**WORK ITEM:** Copy the records that follow exactly as written, but not their pictures.

**PROVIDED INFORMATION:**
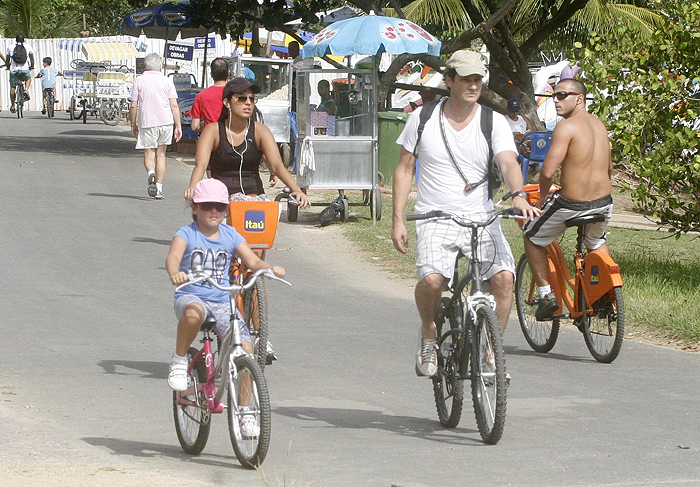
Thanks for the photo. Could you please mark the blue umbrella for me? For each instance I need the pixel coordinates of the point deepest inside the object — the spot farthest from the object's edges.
(165, 21)
(370, 35)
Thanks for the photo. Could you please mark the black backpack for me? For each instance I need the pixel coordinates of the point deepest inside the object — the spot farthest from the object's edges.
(493, 172)
(19, 55)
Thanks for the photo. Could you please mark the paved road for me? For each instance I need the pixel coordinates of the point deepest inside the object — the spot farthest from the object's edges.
(87, 329)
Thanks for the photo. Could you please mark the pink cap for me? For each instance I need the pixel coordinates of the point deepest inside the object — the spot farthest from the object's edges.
(210, 191)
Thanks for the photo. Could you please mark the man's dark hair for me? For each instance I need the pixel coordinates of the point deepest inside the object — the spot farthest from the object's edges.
(219, 69)
(575, 84)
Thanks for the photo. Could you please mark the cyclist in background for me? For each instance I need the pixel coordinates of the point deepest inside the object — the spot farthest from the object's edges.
(580, 145)
(19, 59)
(48, 81)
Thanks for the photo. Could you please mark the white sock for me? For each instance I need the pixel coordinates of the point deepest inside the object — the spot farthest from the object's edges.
(177, 358)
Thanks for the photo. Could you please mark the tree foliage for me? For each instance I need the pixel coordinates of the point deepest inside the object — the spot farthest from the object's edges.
(648, 93)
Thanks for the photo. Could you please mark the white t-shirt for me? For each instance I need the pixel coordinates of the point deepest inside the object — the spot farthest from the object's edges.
(440, 186)
(517, 126)
(13, 65)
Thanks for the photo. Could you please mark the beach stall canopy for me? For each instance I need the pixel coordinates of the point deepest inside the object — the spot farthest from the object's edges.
(108, 51)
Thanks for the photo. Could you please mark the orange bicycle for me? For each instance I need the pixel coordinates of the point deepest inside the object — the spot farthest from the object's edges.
(596, 305)
(256, 221)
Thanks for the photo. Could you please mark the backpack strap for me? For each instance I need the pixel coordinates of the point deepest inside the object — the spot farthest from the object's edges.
(425, 114)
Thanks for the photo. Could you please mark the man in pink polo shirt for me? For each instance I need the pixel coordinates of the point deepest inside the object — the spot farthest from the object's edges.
(207, 104)
(156, 99)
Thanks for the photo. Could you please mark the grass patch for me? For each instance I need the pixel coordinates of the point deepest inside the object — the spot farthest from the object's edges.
(661, 275)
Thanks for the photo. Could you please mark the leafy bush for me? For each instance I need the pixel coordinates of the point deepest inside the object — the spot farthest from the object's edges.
(648, 95)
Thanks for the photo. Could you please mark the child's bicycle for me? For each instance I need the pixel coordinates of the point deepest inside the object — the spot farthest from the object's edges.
(217, 368)
(596, 305)
(469, 341)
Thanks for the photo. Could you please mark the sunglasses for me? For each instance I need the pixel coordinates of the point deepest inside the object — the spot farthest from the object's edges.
(243, 98)
(208, 206)
(560, 95)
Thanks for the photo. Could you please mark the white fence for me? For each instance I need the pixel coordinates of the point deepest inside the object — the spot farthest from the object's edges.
(63, 51)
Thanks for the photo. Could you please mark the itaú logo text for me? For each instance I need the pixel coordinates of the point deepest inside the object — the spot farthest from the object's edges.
(254, 221)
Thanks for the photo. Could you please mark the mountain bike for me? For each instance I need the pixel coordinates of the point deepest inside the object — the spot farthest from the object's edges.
(469, 343)
(595, 301)
(222, 366)
(20, 94)
(50, 101)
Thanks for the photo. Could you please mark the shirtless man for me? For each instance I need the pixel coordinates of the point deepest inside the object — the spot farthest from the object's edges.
(581, 147)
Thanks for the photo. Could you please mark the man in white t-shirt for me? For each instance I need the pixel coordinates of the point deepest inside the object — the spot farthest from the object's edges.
(20, 63)
(441, 187)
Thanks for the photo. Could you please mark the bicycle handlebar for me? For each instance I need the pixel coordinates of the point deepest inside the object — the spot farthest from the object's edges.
(510, 213)
(197, 275)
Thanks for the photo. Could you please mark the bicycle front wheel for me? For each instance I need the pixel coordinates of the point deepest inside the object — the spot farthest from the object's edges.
(488, 375)
(448, 388)
(248, 412)
(255, 306)
(192, 417)
(605, 329)
(540, 335)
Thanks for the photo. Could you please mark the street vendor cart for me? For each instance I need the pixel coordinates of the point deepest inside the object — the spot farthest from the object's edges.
(338, 150)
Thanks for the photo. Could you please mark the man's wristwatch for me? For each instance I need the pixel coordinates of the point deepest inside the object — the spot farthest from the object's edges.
(520, 193)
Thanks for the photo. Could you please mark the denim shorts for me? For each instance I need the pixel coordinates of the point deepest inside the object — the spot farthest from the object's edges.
(220, 311)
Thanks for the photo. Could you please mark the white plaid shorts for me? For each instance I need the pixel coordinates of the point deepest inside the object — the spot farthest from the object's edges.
(438, 242)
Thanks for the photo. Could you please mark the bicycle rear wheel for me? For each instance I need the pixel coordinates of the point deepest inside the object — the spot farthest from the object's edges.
(488, 376)
(448, 388)
(192, 417)
(248, 412)
(540, 335)
(255, 306)
(110, 112)
(605, 329)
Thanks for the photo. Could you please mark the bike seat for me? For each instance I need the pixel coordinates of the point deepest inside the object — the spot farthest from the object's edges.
(584, 220)
(209, 324)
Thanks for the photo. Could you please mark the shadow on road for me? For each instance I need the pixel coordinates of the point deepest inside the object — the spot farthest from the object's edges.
(142, 449)
(104, 144)
(127, 196)
(402, 425)
(549, 355)
(147, 370)
(151, 240)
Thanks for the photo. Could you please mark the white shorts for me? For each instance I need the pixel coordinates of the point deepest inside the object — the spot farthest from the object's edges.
(154, 137)
(546, 228)
(438, 242)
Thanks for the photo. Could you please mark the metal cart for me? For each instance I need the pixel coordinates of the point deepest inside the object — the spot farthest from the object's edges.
(338, 151)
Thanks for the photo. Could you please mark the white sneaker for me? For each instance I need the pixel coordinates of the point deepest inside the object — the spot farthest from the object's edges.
(249, 426)
(426, 358)
(177, 375)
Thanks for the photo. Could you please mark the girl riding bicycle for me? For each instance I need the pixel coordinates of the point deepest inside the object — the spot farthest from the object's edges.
(211, 244)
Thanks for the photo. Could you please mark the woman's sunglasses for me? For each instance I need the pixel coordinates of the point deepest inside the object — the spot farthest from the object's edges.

**TASK OUTPUT:**
Thanks for the photo. Could you please mark the blue umbrella for me? For each instance I need the pixel coordinates of the point deepest inside the object — the spot farthest from the object's edges.
(165, 21)
(370, 35)
Thanks for the photo. Could you please mark the black backpack for me? For each instance I need the pixel coordinates of the point deepest inside the object — the spot farthest from the object's edges.
(493, 172)
(19, 55)
Thanks for the photo. Could you please mark the paved road for me? For each instance I need the pixel coordinates of the point deepest inside the object — the spot farthest from the object's edges.
(87, 329)
Thanks for the photo. Could you please mark the pink cap for me? For each instance I need the pixel coordinates of the point deepest inside the object — the spot farthest from the object's edges.
(210, 191)
Thanks for the photo. Could you please mark the man's dark hair for me? For each instance I need the pixel coordinates of the point deepest inside the object — the spot farthest from the object's edges.
(219, 69)
(575, 84)
Thanks for the photo. Could you please mark the cyclist in background for me? For each instance I need the pixel coordinates of the point deepest inside the object — the spot farthest from the object's edges.
(580, 145)
(19, 59)
(48, 81)
Thanks for the photo. Could you please mark the white sock for me? For each instance I need the pixel coordinates of the point deepest inside the object — the spot farthest from the object's edges.
(177, 358)
Thanks for the photo. Could you please mark the tree foliage for me? For each instance I need the pixel coordinates of the point deepest inside the object — the spot farthest from the object's edges.
(648, 93)
Thanks for the photo. Could you please mark the white t-shirt for me? For each instance I need the pixel coordinates of the point deepest inside the object — the spot farthest from the object's edges.
(440, 186)
(517, 126)
(13, 65)
Thanks for the photo. Could you please mark the beach stall canopy for me? For each instance I need the pixel coordinates of the point deepest inside the object — the spot farthest from the object's edges.
(108, 51)
Thanks for the photo. Could you please mark the orange bicycle for me? For each instance I need the pixel coordinates of the point deepest inside the object — the spot farthest from the object's edges.
(596, 305)
(256, 221)
Thanks for the photo. Could you please mark the backpack strap for me? For each instance I need the pixel coordinates of the point deepest inside the object — the spot farthest from the object's edges.
(425, 114)
Thanks for the photo. Could you please mark the man in pink polo shirt for me? For each instance I need the pixel coordinates of the point deepest inside the object — the spot farthest from the object's edges.
(207, 104)
(156, 99)
Thanks for the photo. Could you please mark the grass patch for me? For each instance I need the pixel coordinates of the point deepest inside the object — the spot farthest from the object's edges.
(661, 275)
Thanks for the photo. Could you please mark the leafy bush for me? For each instance I need the pixel coordinates of the point deepest inside the object — the spot farthest from the object's edges.
(648, 95)
Thanks for the photo. Could you please mark the child's bicycle for me? For each instance I need the pixel coordinates of the point deepest inside the object — the spot farthest from the object's edges.
(217, 368)
(596, 305)
(469, 341)
Thanks for the photo. Could you please mark the sunglasses for me? For each instance I need the pixel coordinates of the point deepest inside the object — the spot farthest from the object's edges.
(243, 98)
(208, 206)
(560, 95)
Thanks for the photo. Could you please mark the white fence for me? For each instance I need the pixel coordinates of the point deepest inside the object — the spot farthest from the object's edges.
(63, 51)
Thanks for the photo. Could you please mark the itaú logo text for me? For each instance I need the pixel coordinates of the point deepest inside the object — the spot farthest from the object's edges.
(254, 221)
Thanks for the photo. Could you please mark the mountain bike for me? For each instance I need the pixel coordinates of the point deepest inside the object — the spot farthest from the object's edges.
(469, 343)
(595, 301)
(222, 366)
(20, 94)
(50, 101)
Thanks for the photo. Could you please mark the shirtless man for me? For each instance I need the pixel coordinates of the point deepest inside the object — the spot farthest from the object's edges.
(581, 147)
Thanks for the photo. Could you please mark the man in white t-shirt for me? For each instance I need the pixel coordinates of the point deepest inside the object — the spot farthest from the object's edges.
(20, 63)
(441, 187)
Thanks for the photo. Could you please mark the bicycle handlebar for me? For each instance I need the pixel coordinates of the point deepest inside the object — the spot farthest from the object's edges.
(510, 213)
(197, 275)
Thanks for the photo. Could you please mark the bicycle front wheel for me? For each instance I need the pixel coordinates of the point deepest inside the object — the spot farthest from the object's edges.
(488, 375)
(448, 388)
(248, 412)
(255, 306)
(192, 417)
(605, 329)
(540, 335)
Thanks for the photo. Could you please mark the street vendor cart for me? For each instance I need the pixel coordinates of the point deepest inside the object — the spot farthest from the object's edges.
(338, 150)
Thanks for the photo. Could you please mark the man's wristwatch for me? For each instance I need the pixel coordinates of the point deepest inside the object — the spot farthest from the object's edges.
(520, 193)
Thanks for the photo. Could you please mark the denim shorts for me? For each instance I need the pixel coordinates of the point deepest inside the object — the spot farthest from the object's edges.
(220, 311)
Thanks for the photo. Could you please mark the white plaid shorts for me? For each instance I need the pixel coordinates of the point deepest inside the object — the spot farthest from the object's edges.
(438, 242)
Thanks for the photo. Could you please mark the bicycle rear wheel for me? For each instance I need the pixel coordinates of the point deepest inside the object — the spot farthest from the object's edges.
(488, 376)
(448, 388)
(192, 417)
(248, 412)
(540, 335)
(255, 306)
(110, 112)
(605, 329)
Thanks for the photo. Could you please mark the bike seat for me? For each instance I need the pixel coordinates of the point deepest inside the object — the spot farthest from the object's edges.
(584, 220)
(209, 324)
Thanks for the photo. Could you please mark the shadow on road for me? For each instance I need the pixel coordinates of the point deepest inside the object — the spot farthest from the object's edges.
(142, 449)
(104, 144)
(127, 196)
(402, 425)
(549, 355)
(147, 370)
(151, 240)
Thanks for the photo. Could you please mark the white shorts for me? For each instance I need the pixel coordinates of the point deepest inside the object — the spot farthest from the object's edges.
(154, 137)
(546, 228)
(438, 242)
Thanks for the photo. Could you please mark the metal cart for me? For each instance I need the pixel coordinates of the point deepest inside the object — the spot farthest from the object's edges.
(338, 151)
Thanks for the photo. Could you please mark the white sneaker for me? For each instance I need the pixel coordinates of the point deepest inside the object — the spot farthest from the object's edges.
(249, 426)
(426, 358)
(177, 375)
Thanks for the photo. Could you please mark the girl riding bicycle for me? For each instance I need the pixel coordinates of the point deepest inside the object — the spot farthest from the object's edges.
(211, 244)
Thanks for the photo. Could you please mark the woman's sunglasses for me? For each instance I need the pixel coordinates of the point deepest inside the object — the spot farthest from the object's edges.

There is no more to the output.